## Prompt
Reproduce the lines from the line containing "Where can the black combat" up to and including the line containing "<point>369,480</point>", requests included. Offset each point coordinate in the answers by adding 90, and leave the sample coordinates inside the requests unchanged.

## Dataset records
+++
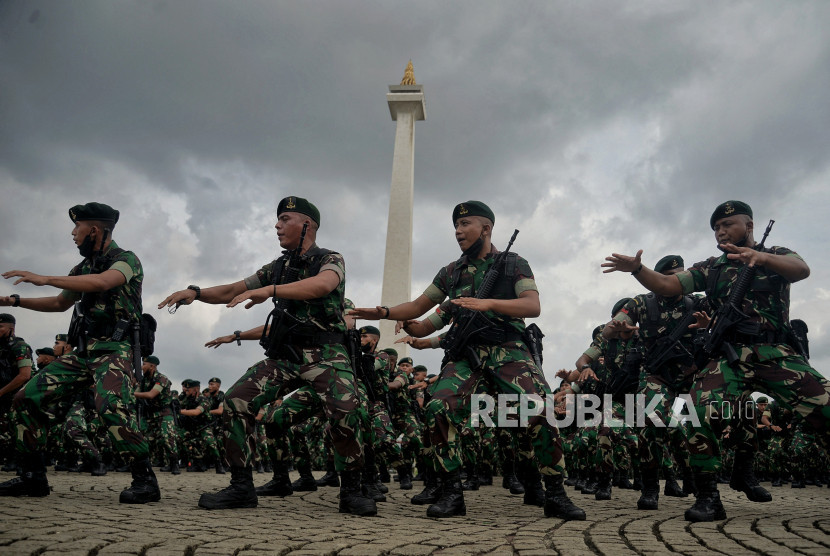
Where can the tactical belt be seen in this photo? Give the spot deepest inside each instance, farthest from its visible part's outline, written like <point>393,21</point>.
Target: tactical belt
<point>765,337</point>
<point>500,337</point>
<point>314,340</point>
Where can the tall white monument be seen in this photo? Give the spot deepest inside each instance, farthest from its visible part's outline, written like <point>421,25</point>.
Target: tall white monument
<point>406,105</point>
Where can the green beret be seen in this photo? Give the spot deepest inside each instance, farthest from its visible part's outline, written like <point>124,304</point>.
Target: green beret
<point>669,262</point>
<point>370,330</point>
<point>298,204</point>
<point>93,211</point>
<point>729,208</point>
<point>472,208</point>
<point>618,305</point>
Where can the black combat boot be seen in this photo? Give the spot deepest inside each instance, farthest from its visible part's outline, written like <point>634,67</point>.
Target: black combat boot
<point>451,502</point>
<point>708,506</point>
<point>280,485</point>
<point>591,483</point>
<point>603,487</point>
<point>510,481</point>
<point>432,490</point>
<point>97,467</point>
<point>405,476</point>
<point>144,487</point>
<point>650,494</point>
<point>32,480</point>
<point>532,481</point>
<point>239,494</point>
<point>672,488</point>
<point>352,500</point>
<point>743,478</point>
<point>557,503</point>
<point>472,478</point>
<point>369,480</point>
<point>330,478</point>
<point>306,482</point>
<point>689,486</point>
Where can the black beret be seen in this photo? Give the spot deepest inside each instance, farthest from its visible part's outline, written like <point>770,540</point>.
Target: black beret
+++
## Output of the exercise
Where can the black combat boot be seen in this photo? Give the spot deepest inside each instance, farthest from its visible part's outline, written like <point>634,67</point>.
Target: black combat boot
<point>541,592</point>
<point>798,596</point>
<point>370,575</point>
<point>681,573</point>
<point>693,577</point>
<point>600,571</point>
<point>522,580</point>
<point>187,557</point>
<point>495,566</point>
<point>234,577</point>
<point>740,584</point>
<point>122,570</point>
<point>622,571</point>
<point>329,584</point>
<point>762,578</point>
<point>442,590</point>
<point>833,568</point>
<point>647,593</point>
<point>562,568</point>
<point>459,570</point>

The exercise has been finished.